• REQUIREMENTS
From the line with "In this picture, where can the green" down to the final line of the material below, quote every line exactly and leave out all lines before it.

• RAW RECORDS
****************************************
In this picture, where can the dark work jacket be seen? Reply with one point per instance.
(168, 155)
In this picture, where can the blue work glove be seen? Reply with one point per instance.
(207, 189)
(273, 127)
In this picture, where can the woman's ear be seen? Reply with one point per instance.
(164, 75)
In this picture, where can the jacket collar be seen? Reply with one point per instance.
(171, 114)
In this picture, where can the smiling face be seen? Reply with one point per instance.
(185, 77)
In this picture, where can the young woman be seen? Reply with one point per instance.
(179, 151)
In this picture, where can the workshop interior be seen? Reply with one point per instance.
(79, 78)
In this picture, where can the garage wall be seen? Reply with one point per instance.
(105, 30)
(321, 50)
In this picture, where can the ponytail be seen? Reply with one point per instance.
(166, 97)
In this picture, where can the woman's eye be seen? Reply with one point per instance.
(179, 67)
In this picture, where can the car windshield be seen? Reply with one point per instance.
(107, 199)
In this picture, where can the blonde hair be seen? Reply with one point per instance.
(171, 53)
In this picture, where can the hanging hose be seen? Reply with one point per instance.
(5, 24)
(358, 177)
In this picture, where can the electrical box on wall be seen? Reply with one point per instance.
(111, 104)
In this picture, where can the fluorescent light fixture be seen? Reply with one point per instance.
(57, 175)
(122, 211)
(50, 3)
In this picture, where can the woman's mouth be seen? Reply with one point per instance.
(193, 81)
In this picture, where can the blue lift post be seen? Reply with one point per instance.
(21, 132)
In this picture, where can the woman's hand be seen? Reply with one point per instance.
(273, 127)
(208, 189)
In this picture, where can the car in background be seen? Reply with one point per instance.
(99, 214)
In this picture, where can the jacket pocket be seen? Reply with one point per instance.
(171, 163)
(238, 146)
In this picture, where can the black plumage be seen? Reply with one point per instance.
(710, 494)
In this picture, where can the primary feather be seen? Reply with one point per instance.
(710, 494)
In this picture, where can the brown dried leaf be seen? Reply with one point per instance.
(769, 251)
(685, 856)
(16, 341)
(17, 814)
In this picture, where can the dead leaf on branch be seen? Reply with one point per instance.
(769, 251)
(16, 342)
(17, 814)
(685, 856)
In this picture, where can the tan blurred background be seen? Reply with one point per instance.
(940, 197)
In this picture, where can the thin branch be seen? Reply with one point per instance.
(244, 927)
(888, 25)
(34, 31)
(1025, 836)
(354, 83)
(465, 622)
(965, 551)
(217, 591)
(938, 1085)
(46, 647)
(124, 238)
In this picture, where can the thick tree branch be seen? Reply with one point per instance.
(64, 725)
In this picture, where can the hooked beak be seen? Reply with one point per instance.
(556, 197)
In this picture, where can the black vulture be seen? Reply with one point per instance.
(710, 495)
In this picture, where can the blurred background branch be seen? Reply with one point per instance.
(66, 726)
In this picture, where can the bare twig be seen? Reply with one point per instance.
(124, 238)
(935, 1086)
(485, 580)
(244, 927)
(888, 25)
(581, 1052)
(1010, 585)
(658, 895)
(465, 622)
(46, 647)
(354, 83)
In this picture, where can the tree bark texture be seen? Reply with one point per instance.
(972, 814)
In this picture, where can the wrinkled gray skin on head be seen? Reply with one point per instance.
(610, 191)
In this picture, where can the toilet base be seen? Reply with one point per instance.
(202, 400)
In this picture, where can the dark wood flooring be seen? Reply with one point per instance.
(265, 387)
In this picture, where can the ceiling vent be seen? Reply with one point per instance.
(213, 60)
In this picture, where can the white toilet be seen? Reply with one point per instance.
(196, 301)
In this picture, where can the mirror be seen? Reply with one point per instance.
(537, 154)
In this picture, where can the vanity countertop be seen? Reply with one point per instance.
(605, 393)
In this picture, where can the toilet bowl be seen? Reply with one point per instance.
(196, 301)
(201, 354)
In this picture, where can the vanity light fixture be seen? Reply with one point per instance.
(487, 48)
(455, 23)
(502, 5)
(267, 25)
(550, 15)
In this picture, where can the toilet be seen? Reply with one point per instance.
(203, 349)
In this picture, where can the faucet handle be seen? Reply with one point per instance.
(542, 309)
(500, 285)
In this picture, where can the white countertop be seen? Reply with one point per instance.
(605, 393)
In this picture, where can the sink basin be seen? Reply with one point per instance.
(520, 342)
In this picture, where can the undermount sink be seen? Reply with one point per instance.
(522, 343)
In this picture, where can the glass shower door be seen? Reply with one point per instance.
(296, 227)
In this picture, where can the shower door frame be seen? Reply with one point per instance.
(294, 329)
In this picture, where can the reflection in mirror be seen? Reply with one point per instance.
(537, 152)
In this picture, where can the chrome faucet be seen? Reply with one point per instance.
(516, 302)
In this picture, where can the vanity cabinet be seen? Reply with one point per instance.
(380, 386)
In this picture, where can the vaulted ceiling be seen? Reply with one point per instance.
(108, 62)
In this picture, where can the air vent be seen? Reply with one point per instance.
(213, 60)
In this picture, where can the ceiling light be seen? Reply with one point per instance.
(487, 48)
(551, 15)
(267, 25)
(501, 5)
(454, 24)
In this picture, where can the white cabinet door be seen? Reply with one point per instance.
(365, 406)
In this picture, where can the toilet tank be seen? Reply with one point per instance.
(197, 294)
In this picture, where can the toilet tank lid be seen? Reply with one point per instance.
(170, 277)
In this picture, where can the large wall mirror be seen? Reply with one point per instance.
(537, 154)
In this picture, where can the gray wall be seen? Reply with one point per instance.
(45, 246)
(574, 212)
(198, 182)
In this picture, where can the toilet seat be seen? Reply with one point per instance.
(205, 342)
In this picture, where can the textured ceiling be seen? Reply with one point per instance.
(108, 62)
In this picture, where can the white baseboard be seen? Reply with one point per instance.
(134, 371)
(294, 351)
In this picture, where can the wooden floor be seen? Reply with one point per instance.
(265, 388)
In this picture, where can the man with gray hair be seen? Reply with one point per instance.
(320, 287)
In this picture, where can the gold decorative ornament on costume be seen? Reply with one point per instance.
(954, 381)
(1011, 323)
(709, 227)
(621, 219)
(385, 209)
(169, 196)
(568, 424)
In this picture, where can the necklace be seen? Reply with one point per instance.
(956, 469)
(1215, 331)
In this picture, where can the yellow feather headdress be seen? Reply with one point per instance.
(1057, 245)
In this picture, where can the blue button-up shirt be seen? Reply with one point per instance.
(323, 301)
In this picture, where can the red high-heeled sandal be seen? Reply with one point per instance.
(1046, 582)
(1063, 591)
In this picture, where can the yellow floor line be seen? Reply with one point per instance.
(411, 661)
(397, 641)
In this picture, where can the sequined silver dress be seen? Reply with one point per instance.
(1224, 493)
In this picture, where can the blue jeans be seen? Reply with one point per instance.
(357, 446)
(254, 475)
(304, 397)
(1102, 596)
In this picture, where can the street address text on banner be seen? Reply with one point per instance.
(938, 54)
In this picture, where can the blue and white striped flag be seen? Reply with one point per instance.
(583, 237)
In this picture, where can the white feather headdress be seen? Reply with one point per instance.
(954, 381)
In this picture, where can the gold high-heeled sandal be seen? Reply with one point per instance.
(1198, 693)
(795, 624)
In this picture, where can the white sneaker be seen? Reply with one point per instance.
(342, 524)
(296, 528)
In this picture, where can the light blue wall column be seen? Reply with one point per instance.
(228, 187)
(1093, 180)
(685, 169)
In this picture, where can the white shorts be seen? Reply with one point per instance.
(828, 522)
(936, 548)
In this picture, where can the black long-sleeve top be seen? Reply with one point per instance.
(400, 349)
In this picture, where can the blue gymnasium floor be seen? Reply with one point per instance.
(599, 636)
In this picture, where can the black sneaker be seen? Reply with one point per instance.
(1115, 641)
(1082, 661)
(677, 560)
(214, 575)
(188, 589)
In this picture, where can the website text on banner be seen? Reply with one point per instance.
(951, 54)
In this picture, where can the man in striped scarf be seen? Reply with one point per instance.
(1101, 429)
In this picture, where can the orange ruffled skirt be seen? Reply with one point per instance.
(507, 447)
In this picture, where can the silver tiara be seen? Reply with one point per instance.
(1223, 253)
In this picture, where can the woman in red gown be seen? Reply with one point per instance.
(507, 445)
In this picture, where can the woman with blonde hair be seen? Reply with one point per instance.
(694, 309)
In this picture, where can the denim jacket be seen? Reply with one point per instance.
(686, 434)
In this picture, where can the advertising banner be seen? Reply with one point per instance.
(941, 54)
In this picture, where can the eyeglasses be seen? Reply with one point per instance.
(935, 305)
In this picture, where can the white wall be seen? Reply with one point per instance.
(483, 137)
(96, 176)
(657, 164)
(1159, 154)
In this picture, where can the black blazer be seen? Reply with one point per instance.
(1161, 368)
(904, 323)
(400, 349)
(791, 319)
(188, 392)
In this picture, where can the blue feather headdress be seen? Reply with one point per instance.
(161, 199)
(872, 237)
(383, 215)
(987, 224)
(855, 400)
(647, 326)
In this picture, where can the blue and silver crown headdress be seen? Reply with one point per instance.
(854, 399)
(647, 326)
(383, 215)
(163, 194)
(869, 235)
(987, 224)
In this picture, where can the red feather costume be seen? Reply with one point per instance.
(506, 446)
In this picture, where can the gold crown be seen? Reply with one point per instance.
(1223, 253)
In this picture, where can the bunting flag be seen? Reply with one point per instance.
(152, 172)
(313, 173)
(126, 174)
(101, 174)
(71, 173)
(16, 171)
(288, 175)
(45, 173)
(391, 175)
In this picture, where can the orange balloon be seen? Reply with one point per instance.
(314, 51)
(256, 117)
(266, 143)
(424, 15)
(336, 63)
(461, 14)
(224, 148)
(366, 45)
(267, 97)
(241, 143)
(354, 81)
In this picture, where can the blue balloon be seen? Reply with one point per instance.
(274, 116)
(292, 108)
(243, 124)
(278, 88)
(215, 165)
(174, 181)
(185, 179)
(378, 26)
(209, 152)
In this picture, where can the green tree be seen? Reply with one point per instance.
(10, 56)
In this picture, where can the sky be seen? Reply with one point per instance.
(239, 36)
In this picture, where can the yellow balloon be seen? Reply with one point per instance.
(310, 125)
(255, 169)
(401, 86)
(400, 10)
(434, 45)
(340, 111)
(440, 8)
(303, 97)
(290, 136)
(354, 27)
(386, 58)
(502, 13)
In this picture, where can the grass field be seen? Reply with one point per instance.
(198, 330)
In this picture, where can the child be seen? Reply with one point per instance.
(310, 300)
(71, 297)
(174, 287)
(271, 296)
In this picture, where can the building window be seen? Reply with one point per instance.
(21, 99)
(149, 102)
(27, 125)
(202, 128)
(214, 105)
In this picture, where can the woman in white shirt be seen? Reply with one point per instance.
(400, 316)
****************************************
• COMPLETE ANSWER
In this picture, where can the green tree be seen? Reply with one point per instance.
(10, 56)
In this picture, where can the sky be seen? Reply with one point per instance.
(239, 36)
In this picture, where can the yellow balloon be seen? Reply with one point per instance.
(310, 125)
(255, 169)
(401, 86)
(400, 10)
(434, 45)
(340, 111)
(440, 8)
(303, 97)
(290, 136)
(354, 27)
(386, 58)
(502, 13)
In this picture, where can the grass field be seen? Reply with one point per instance.
(198, 330)
In this picture, where can the child be seen? Reply with one point per instance.
(310, 300)
(71, 297)
(174, 287)
(271, 296)
In this picture, where can the building window be seen? Reply with one point per instance.
(21, 99)
(149, 102)
(27, 125)
(202, 128)
(214, 105)
In this picture, where can the woman in white shirt be seen? Reply with one point per instance.
(400, 316)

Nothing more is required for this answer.